### [What to work on]
Reproduce the following entries word for word, omitting the pictures.

— start of Records provided —

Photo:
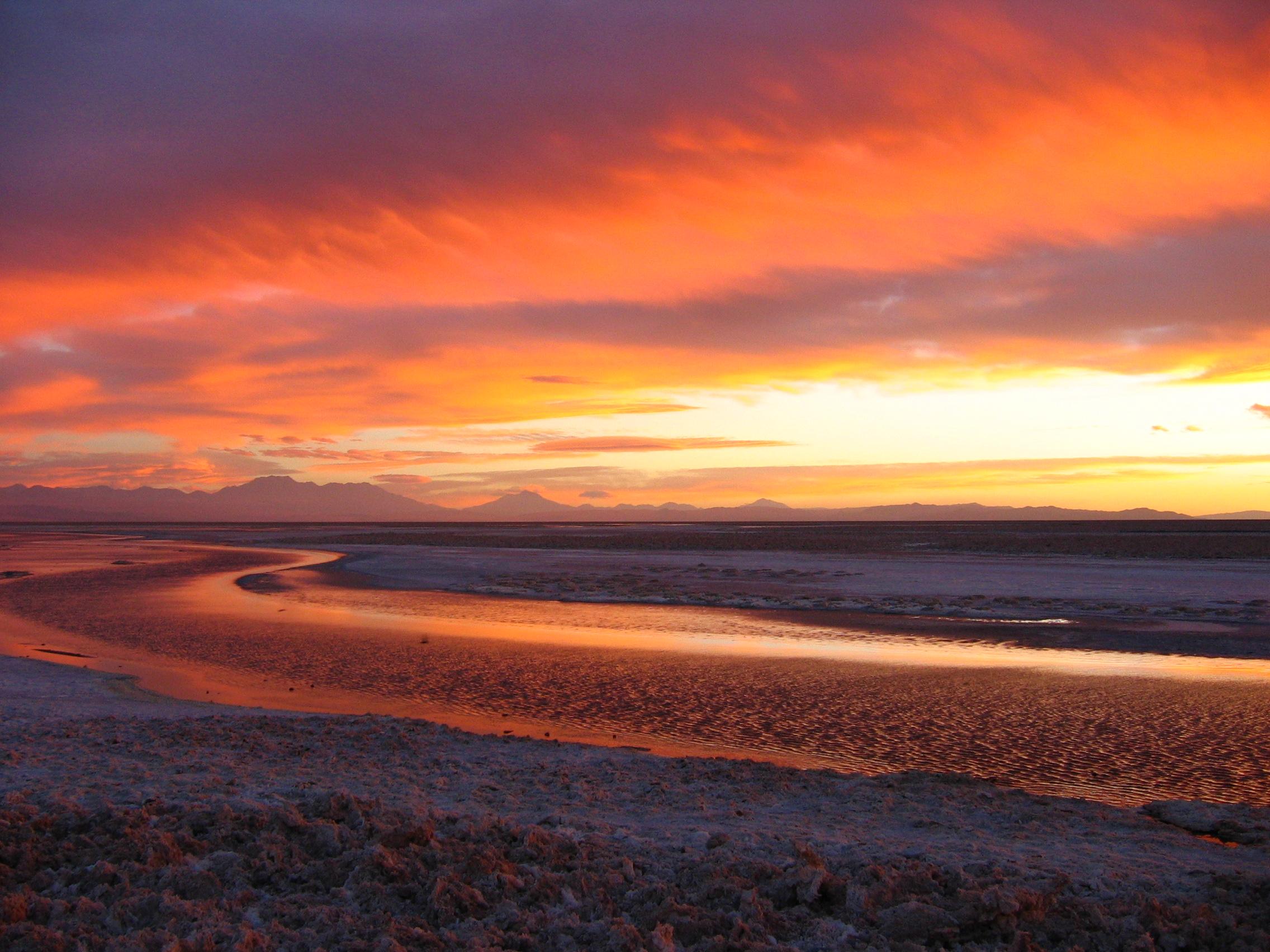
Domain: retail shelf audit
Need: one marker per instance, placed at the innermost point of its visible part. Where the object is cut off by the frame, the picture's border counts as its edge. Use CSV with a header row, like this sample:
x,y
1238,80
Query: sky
x,y
633,251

— end of Records provided —

### [Expected answer]
Photo:
Domain: retail shelf audit
Need: one marker per instance, placed at the innermost point of its visible part. Where the object is cut off by the frame, the picture's border counts as its edge. Use CSV with a header row, like this sample:
x,y
1238,80
Query: sky
x,y
633,251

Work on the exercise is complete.